WHAT YOU HAVE TO DO >> Restate each record word for word, omitting whatever pictures it holds.

Data excerpts >>
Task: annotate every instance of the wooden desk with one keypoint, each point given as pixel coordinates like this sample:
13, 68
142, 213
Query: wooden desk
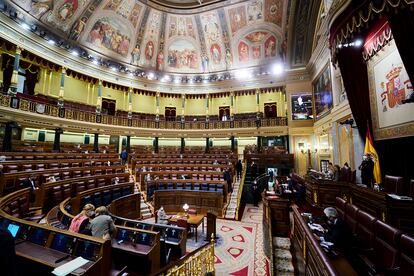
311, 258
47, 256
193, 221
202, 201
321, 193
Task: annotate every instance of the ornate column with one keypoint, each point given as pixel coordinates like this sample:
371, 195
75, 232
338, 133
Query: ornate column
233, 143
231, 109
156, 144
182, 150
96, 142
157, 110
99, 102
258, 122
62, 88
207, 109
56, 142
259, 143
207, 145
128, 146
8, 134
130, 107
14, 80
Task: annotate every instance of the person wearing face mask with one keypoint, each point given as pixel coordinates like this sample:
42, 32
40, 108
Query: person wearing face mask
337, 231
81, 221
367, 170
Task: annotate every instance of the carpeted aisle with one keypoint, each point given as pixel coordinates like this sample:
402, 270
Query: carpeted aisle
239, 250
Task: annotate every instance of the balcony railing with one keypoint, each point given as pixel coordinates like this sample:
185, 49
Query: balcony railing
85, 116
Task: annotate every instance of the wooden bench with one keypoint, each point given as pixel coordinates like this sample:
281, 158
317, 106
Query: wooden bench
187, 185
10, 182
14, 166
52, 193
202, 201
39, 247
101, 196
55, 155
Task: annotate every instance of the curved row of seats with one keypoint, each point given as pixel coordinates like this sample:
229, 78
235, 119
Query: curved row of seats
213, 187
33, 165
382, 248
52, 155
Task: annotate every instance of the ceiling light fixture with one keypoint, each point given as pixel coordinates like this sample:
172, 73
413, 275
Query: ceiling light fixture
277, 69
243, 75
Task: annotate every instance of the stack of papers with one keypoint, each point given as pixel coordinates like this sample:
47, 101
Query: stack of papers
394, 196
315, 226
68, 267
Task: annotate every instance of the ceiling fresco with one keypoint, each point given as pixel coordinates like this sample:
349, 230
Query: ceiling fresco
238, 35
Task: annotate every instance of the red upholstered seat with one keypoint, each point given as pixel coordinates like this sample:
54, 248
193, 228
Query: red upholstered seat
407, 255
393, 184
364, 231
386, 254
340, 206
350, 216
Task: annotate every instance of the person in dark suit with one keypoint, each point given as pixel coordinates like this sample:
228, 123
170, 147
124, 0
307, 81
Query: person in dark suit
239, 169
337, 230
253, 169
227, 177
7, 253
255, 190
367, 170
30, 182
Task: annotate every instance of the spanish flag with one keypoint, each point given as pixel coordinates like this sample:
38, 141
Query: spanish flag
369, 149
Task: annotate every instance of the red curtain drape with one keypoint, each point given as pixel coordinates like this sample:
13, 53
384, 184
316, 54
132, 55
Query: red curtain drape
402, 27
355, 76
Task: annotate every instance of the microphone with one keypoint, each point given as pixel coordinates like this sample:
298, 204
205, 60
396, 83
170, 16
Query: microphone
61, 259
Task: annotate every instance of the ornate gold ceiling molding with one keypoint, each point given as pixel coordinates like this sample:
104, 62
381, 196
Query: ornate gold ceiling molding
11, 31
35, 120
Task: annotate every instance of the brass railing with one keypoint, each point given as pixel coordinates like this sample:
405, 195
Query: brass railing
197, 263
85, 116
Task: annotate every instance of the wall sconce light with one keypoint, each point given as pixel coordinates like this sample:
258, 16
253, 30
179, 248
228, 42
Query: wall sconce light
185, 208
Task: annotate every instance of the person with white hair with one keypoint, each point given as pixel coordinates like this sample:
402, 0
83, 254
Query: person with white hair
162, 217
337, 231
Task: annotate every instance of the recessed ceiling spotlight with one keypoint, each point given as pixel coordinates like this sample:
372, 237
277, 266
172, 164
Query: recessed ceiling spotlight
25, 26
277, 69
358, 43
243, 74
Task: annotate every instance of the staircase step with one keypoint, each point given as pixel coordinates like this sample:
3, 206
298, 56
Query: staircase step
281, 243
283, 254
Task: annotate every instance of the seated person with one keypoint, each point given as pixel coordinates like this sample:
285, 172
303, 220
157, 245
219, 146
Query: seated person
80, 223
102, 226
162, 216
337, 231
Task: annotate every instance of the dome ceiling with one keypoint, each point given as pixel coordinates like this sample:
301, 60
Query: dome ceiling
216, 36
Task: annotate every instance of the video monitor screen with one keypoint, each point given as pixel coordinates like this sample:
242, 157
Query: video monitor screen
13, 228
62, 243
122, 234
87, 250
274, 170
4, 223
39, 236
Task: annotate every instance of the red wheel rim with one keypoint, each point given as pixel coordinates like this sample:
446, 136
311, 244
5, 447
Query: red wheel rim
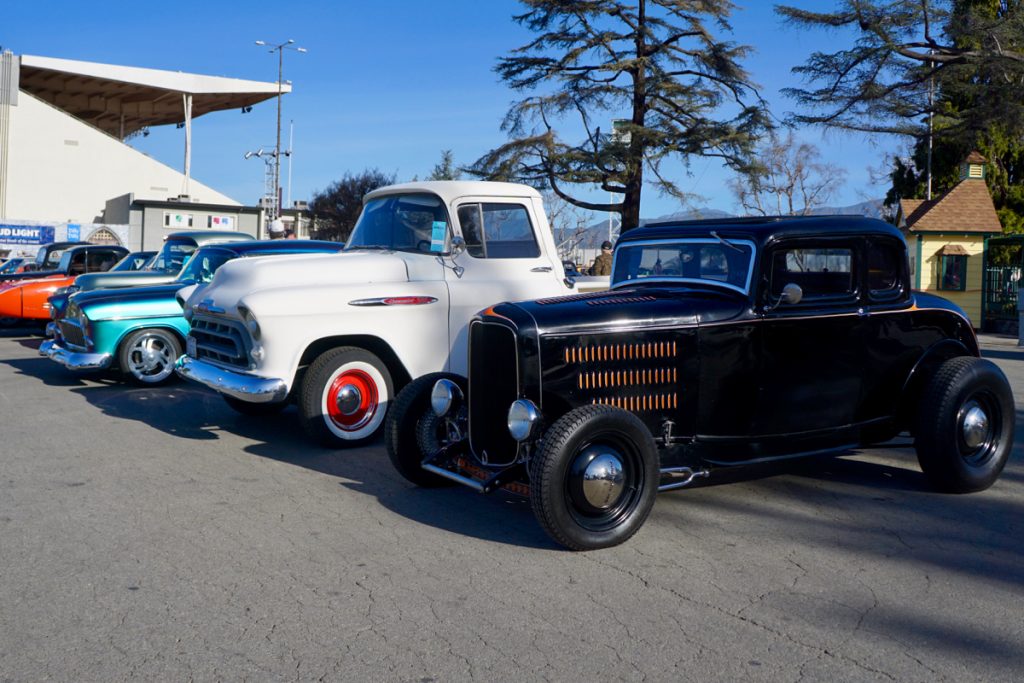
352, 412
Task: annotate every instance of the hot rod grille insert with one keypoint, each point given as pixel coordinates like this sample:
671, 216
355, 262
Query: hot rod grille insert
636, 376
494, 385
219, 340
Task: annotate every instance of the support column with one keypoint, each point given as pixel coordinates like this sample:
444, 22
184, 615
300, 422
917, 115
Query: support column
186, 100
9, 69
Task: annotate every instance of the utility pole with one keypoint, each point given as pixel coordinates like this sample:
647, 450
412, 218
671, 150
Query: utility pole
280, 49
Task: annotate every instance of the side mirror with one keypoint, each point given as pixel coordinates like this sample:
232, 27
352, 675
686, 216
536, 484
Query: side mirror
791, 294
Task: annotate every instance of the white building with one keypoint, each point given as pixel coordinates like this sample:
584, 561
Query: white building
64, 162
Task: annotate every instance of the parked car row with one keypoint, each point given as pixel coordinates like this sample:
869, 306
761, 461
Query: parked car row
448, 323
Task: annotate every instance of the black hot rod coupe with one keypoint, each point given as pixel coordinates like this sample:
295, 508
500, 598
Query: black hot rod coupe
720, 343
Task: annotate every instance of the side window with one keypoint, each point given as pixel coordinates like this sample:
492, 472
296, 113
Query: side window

EXERCISE OUTPUT >>
Task: annotate every instance of the wooden desk with one keypoint, each point given as pixel coordinates like this sample:
13, 68
142, 213
Query: wooden desk
311, 258
47, 256
193, 221
202, 201
321, 193
Task: annotate every instance of the ornate column with one keypoint, each point given as pixel coordinates like this sample:
371, 195
75, 232
338, 133
Query: ornate column
233, 143
231, 109
156, 144
182, 150
96, 142
157, 110
99, 102
258, 122
62, 88
207, 109
56, 142
259, 143
207, 145
128, 146
8, 134
130, 107
14, 80
Task: annotate every instance of the person wearing face mask with one keypoint, each point given as pixel coordinates like this sample:
42, 32
40, 108
Query: person wearing face mask
337, 231
81, 221
367, 170
Task: annotate every instance of the carpeted aisle with one keypoint, each point given as pixel coordinates like this sample:
402, 270
Query: carpeted aisle
239, 250
Task: annotate every instance of the balcony railing with one keypoint, each point given as pixel coordinates like this sample:
185, 49
Query: balcony railing
85, 116
Task: annotate every instance of the wooden bench with one keypoint, each point given as pixel coordinates like this sample:
281, 158
317, 106
Query: wooden bench
187, 185
10, 182
14, 166
52, 193
202, 201
39, 247
101, 196
55, 155
Task: annotate every instance of the curved row of seats with one keypoint, each point given as pixel coordinates like this sample:
229, 78
235, 119
Query: curved row of seats
213, 187
33, 165
382, 248
52, 155
Task: annotate every instance of the ceiling light fixture with one keypoint, each point given as pixel coordinates like this sample:
172, 73
413, 275
Query: ceiling light fixture
277, 69
243, 75
Task: annotate every instance of the stack of papers with one keypoint, each point given as pixel coordinates like this sample:
47, 101
Query: stack of papers
394, 196
315, 226
68, 267
Task: annotate every instance of the ceiling fresco with one keypoint, each point given as pixel coordinates like this sample:
349, 230
Query: ceiling fresco
238, 35
Task: annotate every instance of the red upholstered seat with one keypoint, each point given as pixel coordinates like this sample:
54, 248
193, 228
Query: red upholstered seat
407, 255
393, 184
364, 231
386, 254
340, 206
350, 216
Task: annotate every instance of the person in dark suit with one keypoint, each point given as pixel coordinates like this sample:
228, 123
170, 147
124, 0
307, 81
Query: person in dark suit
239, 169
337, 230
253, 169
227, 177
7, 253
255, 190
367, 170
30, 182
Task: annotate every instance of the spanish flag with one keypoint, each point given as pixel coordinates like this sample:
38, 141
Query: spanish flag
369, 149
Task: annotate every instance of the red curtain drape with one keypoint, each point given as pixel coordinates like this sample:
13, 53
384, 184
316, 54
132, 55
Query: red curtain drape
402, 27
355, 76
Task: annotate every instance of the microphone with one keypoint, each point given as pixel coordinates like this sample:
298, 204
205, 60
396, 83
170, 16
Query: microphone
61, 259
Task: annotate every instance of the ornate gold ceiling molding with one keypoint, each point given as pixel coordinates like this sample:
104, 62
381, 196
Query: ornate gold ceiling molding
11, 31
35, 120
Task: annotate every instance of the brass railing with one keypoint, each point given as pixel coordinates like this sample:
405, 195
Query: brass railing
197, 263
85, 116
Task: annotate every instance of the wall sconce light with one keypoint, each point given as pixel coordinates like this sample:
258, 16
253, 30
179, 248
228, 42
Query: wall sconce light
185, 208
Task: annotate every instance of the person with white hair with one keypoint, each point given as pixel coordinates like this sample:
402, 0
83, 254
Query: person with white hair
162, 217
337, 231
Task: annotate every instance of the recessed ceiling spotlight with one keypoint, each point given as pixel coordinates like this sample:
372, 237
277, 266
172, 164
Query: recessed ceiling spotlight
25, 26
277, 69
358, 43
243, 74
Task: annotate every instance of the staircase step with one keypoint, each point given as pixel coordinates like this sample:
3, 206
298, 56
Query: staircase step
281, 243
283, 254
Task: annotate every instance of the seated person with one keypoint, each point given as pixel coordinates like this sample:
285, 172
303, 220
157, 245
219, 146
Query: seated person
80, 223
102, 226
162, 216
337, 231
Task: annotate every instance of the dome ceiling with one keypoint, each point given as pixel coordinates like this sample:
301, 60
Query: dome ceiling
216, 36
Task: annotate every instance of the video monitor screen with one keypoint, each point given as pixel coordinates like this sample:
242, 157
Query: video monitor screen
13, 228
62, 243
122, 234
87, 250
274, 170
4, 223
39, 236
Task: annotate every instance of the red wheel rim with one keypoint, each point given as pixel coordinates like this sample:
446, 136
311, 244
5, 447
Query: red wheel rim
352, 412
Task: annotate every instance of the hot rod grille insert with one keypoint, each point given as pixel coordinates like this sample:
671, 216
355, 262
Query: hot rod grille insert
636, 376
494, 385
219, 340
Task: annotate every instance of the support column with one keypoint, each point given as pixel coordinates like this sample:
444, 22
184, 615
300, 422
917, 115
Query: support column
186, 100
9, 69
Task: annotate every instance of the utility pole with one keypoint, each point given as pixel coordinates like this sample:
647, 450
412, 218
671, 150
Query: utility pole
280, 49
Task: annotate every instance of the side mirror with one keypoint, each point given as pixel coordinates like this sample:
232, 27
352, 675
686, 216
536, 484
Query: side mirror
791, 294
Task: annotate every instance of the white building with one keypoint, each point given as pixel coordinates like this sample:
584, 561
Query: white building
64, 162
Task: annotate every instance of the parked car row with one keypoint, each point given as pixel coordinates like this sample:
869, 306
761, 461
Query: parked car row
448, 323
Task: annotate every instance of the black hot rod coupe with one keypoint, each point given as pixel coordinates like this sample:
295, 508
500, 598
Query: black hot rod coupe
720, 343
Task: annotate every instance of the side window with one keypoint, each point given as pixel coordinates like this sample:
492, 472
296, 113
Query: side window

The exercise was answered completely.